- **GIVEN REQUEST**: Give every line of the items below as a JSON list of strings, one string per line, skipping any blank lines.

━━━━━━━━━━━━━━━━━━━━━━━━━━━━━━

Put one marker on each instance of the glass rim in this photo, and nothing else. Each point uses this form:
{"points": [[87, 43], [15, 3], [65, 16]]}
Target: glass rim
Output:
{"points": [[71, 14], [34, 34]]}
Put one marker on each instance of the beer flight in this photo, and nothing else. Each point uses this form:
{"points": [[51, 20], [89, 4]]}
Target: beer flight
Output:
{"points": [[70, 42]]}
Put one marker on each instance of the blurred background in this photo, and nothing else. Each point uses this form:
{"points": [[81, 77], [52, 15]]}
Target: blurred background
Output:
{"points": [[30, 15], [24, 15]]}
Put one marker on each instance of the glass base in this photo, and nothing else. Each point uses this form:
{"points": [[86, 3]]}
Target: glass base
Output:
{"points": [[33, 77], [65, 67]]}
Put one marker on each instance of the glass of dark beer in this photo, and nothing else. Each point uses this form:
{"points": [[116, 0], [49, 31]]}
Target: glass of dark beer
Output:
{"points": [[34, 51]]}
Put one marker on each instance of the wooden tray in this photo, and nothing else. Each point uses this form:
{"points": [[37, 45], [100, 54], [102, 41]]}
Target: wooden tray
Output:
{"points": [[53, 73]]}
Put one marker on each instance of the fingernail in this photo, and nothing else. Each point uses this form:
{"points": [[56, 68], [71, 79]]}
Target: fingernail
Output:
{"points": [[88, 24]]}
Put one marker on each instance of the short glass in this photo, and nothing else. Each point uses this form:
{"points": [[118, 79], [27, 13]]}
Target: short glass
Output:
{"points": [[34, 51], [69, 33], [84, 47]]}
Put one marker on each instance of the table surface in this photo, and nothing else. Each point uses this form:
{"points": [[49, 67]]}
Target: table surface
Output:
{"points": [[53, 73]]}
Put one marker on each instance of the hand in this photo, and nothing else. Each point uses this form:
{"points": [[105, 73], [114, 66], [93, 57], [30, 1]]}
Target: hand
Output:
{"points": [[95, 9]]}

━━━━━━━━━━━━━━━━━━━━━━━━━━━━━━

- **EXERCISE OUTPUT**:
[
  "Put one marker on each instance of the glass rim in this photo, and nothing else. Each point uses this form:",
  "{\"points\": [[87, 43], [15, 3], [65, 16]]}",
  "Target: glass rim",
  "Output:",
  "{\"points\": [[71, 14], [34, 34]]}",
  "Put one marker on each instance of the beer flight in this photo, and nothing else. Each point uses this form:",
  "{\"points\": [[51, 20], [89, 4]]}",
  "Target: beer flight",
  "Output:",
  "{\"points\": [[70, 42]]}",
  "Put one marker on each instance of the blurred background in this photo, and nothing else. Each point uses this form:",
  "{\"points\": [[81, 77], [52, 15]]}",
  "Target: blurred background",
  "Output:",
  "{\"points\": [[30, 15], [24, 15]]}",
  "Put one marker on each instance of the glass base in this photo, and nothing else. Each point uses this form:",
  "{\"points\": [[86, 3]]}",
  "Target: glass base",
  "Output:",
  "{\"points\": [[33, 77], [65, 67]]}",
  "Put one marker on each instance of the glass of dark beer in this photo, and nothing else. Each point uses this form:",
  "{\"points\": [[116, 0], [49, 31]]}",
  "Target: glass of dark beer",
  "Output:",
  "{\"points\": [[34, 51]]}",
  "Put one marker on each instance of the wooden tray in this photo, and nothing else. Each point uses this form:",
  "{\"points\": [[37, 45], [100, 54], [102, 41]]}",
  "Target: wooden tray",
  "Output:",
  "{\"points\": [[53, 73]]}",
  "Put one marker on each instance of the fingernail in this photo, and nothing else. Each point uses this form:",
  "{\"points\": [[56, 68], [71, 79]]}",
  "Target: fingernail",
  "Output:",
  "{\"points\": [[88, 24]]}",
  "Put one marker on each instance of the short glass in this photo, and nothing else. Each point uses this form:",
  "{\"points\": [[118, 79], [27, 13]]}",
  "Target: short glass",
  "Output:",
  "{\"points\": [[34, 51], [69, 33], [84, 47]]}",
  "Put one marker on each instance of the table surface in this photo, and nothing else. Each point uses this form:",
  "{\"points\": [[49, 67]]}",
  "Target: table surface",
  "Output:",
  "{\"points\": [[53, 73]]}",
  "Put one marker on each instance of the hand in this photo, and nothing else. Each point uses this form:",
  "{\"points\": [[105, 73], [114, 66], [93, 57], [30, 1]]}",
  "Target: hand",
  "Output:",
  "{\"points\": [[95, 9]]}"
]